Without the pictures, copy the entries below word for word.

* Begin Available data *

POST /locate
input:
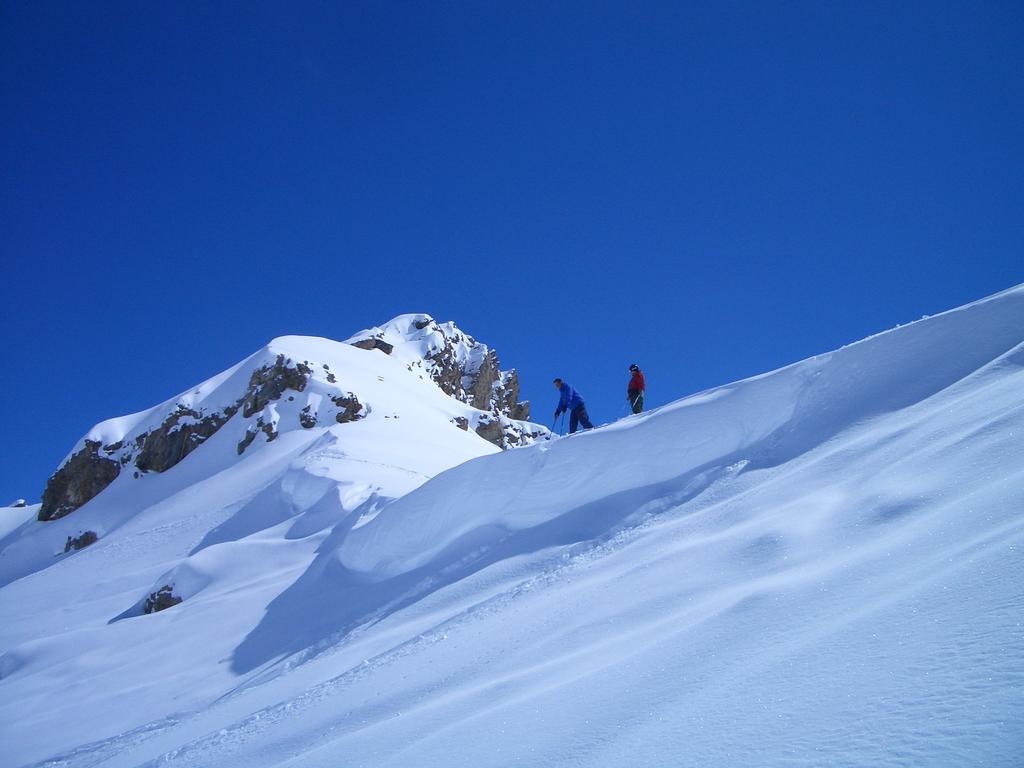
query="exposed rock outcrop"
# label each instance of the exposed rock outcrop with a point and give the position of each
(78, 480)
(307, 418)
(180, 433)
(81, 542)
(87, 472)
(162, 599)
(269, 382)
(374, 343)
(349, 408)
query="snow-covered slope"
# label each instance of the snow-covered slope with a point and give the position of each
(820, 565)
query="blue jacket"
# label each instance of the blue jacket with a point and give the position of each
(569, 400)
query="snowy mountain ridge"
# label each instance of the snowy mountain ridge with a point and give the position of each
(816, 565)
(299, 370)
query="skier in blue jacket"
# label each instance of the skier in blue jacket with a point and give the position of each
(571, 400)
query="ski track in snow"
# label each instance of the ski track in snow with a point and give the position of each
(816, 566)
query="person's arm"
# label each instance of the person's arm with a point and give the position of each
(561, 400)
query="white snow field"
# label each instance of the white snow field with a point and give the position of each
(817, 566)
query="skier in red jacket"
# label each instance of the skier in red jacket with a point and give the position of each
(636, 388)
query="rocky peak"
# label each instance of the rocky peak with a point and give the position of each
(458, 364)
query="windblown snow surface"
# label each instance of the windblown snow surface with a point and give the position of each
(821, 565)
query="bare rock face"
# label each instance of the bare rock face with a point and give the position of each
(374, 343)
(269, 382)
(81, 542)
(162, 599)
(180, 433)
(88, 472)
(349, 408)
(307, 419)
(78, 480)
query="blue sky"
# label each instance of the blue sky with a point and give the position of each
(710, 189)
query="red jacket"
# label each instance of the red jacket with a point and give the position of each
(636, 383)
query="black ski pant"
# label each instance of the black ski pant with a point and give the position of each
(579, 416)
(636, 399)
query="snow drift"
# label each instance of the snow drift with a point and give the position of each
(816, 566)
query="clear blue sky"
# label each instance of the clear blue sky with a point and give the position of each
(711, 189)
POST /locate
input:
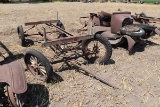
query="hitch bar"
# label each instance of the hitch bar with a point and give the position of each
(98, 77)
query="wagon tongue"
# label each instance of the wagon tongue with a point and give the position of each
(96, 76)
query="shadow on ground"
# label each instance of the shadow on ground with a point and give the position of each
(37, 96)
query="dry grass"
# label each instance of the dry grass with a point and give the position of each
(137, 76)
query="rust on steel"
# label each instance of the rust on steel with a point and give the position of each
(60, 29)
(41, 22)
(66, 40)
(86, 69)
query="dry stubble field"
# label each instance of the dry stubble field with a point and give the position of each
(137, 76)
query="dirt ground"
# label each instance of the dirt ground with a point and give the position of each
(137, 76)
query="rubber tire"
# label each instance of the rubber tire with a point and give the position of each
(105, 42)
(44, 61)
(132, 34)
(21, 35)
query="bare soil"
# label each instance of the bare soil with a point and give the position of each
(137, 76)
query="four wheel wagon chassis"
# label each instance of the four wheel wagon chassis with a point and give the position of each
(64, 52)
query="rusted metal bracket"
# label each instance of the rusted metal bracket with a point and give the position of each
(66, 40)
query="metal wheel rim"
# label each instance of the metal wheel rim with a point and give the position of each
(36, 67)
(101, 50)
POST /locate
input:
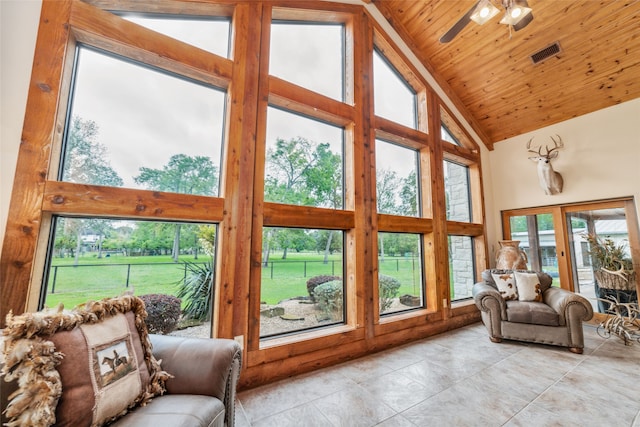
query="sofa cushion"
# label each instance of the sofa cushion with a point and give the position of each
(177, 410)
(531, 312)
(93, 363)
(506, 284)
(529, 288)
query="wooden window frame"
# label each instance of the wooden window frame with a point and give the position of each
(240, 211)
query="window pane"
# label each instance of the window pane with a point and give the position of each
(135, 127)
(394, 99)
(304, 161)
(400, 279)
(536, 234)
(301, 286)
(211, 35)
(456, 187)
(94, 258)
(396, 179)
(309, 55)
(461, 267)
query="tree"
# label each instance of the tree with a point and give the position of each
(86, 161)
(182, 174)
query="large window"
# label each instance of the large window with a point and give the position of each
(93, 258)
(396, 179)
(284, 161)
(301, 283)
(149, 129)
(309, 55)
(394, 98)
(304, 161)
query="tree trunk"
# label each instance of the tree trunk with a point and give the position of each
(76, 260)
(266, 250)
(100, 246)
(326, 249)
(176, 244)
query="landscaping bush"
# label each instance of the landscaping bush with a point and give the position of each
(329, 297)
(388, 289)
(197, 290)
(318, 280)
(163, 312)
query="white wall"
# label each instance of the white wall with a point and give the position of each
(18, 30)
(600, 160)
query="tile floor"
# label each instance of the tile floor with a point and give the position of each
(460, 378)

* End Available data *

Written response =
POST /locate
input:
query="exposed rock outcrop"
# label each instance of the exposed rock outcrop with a point and give the position of each
(78, 480)
(307, 418)
(180, 433)
(81, 542)
(87, 472)
(162, 599)
(269, 382)
(374, 343)
(349, 408)
query="snow-covered slope"
# label each instance of the snow-covered slope with a point and give the position of each
(820, 565)
query="blue jacket"
# label each instance of the blue jacket with a point and give the position of each
(569, 400)
query="snowy mountain ridge"
# label each instance of the snowy mountain ridge with a point and give the position of each
(816, 565)
(299, 370)
query="skier in blue jacket"
# label each instance of the skier in blue jacket with a point and give the position of each
(571, 400)
query="ski track in snow"
# label each instance of the ski track in snow with a point and give the position of each
(816, 566)
query="person's arm"
# label each instance of the person's arm with a point and give the position of each
(561, 400)
query="white snow field"
# label each instance of the white snow field with a point and give the position of each
(817, 566)
query="skier in red jacket"
# label each instance of the skier in red jacket with a point and give the position of each
(636, 388)
query="rocky peak"
# label each instance of the rocky peak with a point and give the position of each
(458, 364)
query="windblown snow surface"
# label each instance of the windblown snow surface with a point and give the position of each
(821, 565)
query="bare rock face"
# label each instance of the bare rock face with a point and give the position of each
(374, 343)
(269, 382)
(81, 542)
(162, 599)
(180, 433)
(88, 472)
(349, 408)
(307, 419)
(78, 480)
query="blue sky"
# label each instance of the blue sky with a point and give the position of each
(710, 189)
query="red jacket"
# label each instance of the red jacket with a point and give the position of each
(636, 383)
query="black ski pant"
# label each instance of the black ski pant with a point and give the position of each
(579, 416)
(636, 399)
query="snow drift"
# label each instance of the snow drift with a point and give the position of each
(816, 566)
query="clear blue sky"
# label each instance of the clear blue sky with a point and give the position of each
(711, 189)
POST /locate
input:
query="hitch bar"
# label each instance of the hitch bar with a point and give the position of each
(98, 77)
query="wagon tongue"
# label each instance of the wagon tongue with a point and give the position of each
(96, 76)
query="shadow on ground"
# label each instance of the shadow on ground with a point and give the position of each
(37, 96)
query="dry grass"
# label each instance of the dry grass with a point and give the position of each
(137, 76)
query="rust on steel"
# label each instance of the rust on steel with a point and give the position of each
(60, 29)
(41, 22)
(66, 40)
(86, 69)
query="dry stubble field"
# label each instance of the dry stubble field with a point and give the position of each
(137, 76)
query="dirt ground"
# label each instance of the dirt ground with a point and give the position of each
(137, 76)
query="rubber tire"
# label each instance of the rubber tire with a point and give the position of each
(105, 42)
(44, 61)
(132, 34)
(21, 35)
query="bare soil"
# label each instance of the bare soil with a point and give the position of each
(137, 76)
query="four wheel wagon chassis"
# label each instance of the four wheel wagon chassis with a point and give the position of each
(64, 52)
query="rusted metal bracket"
# label each instance of the rusted metal bracket with a point and give the position of each
(66, 40)
query="metal wheel rim"
# label each instance of the metal wheel rim with a point and give the position of each
(36, 67)
(101, 50)
POST /locate
input:
query="sofa cushion"
# label each instance of the sofa cushion with a point and give the position of each
(177, 410)
(531, 312)
(93, 363)
(506, 284)
(529, 288)
query="wooden window frame"
# label each instance of the wooden window frame with a point and give the position of each
(240, 211)
query="window pane"
# label each instance of the window pane with a point and give the position of each
(135, 127)
(394, 99)
(304, 161)
(400, 279)
(536, 234)
(301, 286)
(211, 35)
(456, 187)
(94, 258)
(396, 179)
(309, 55)
(461, 267)
query="tree"
# label each instance of the tree with a point and give the position of each
(86, 161)
(182, 174)
query="large window"
# label each instance of the large window with a point and give the position of each
(93, 258)
(396, 179)
(284, 161)
(301, 283)
(149, 129)
(309, 55)
(394, 98)
(304, 161)
query="tree trunk"
# label each instance of the tree trunk with a point and give the position of each
(76, 260)
(266, 250)
(100, 246)
(326, 249)
(176, 244)
query="landscaping bush"
# label each instance of the landscaping bush with a point and give the position of each
(329, 297)
(388, 289)
(197, 290)
(318, 280)
(163, 312)
query="white wall"
# label each instance of the white wall with a point and give the position of each
(18, 30)
(600, 160)
query="tile floor"
# label each instance of the tile floor with a point and give the position of each
(460, 378)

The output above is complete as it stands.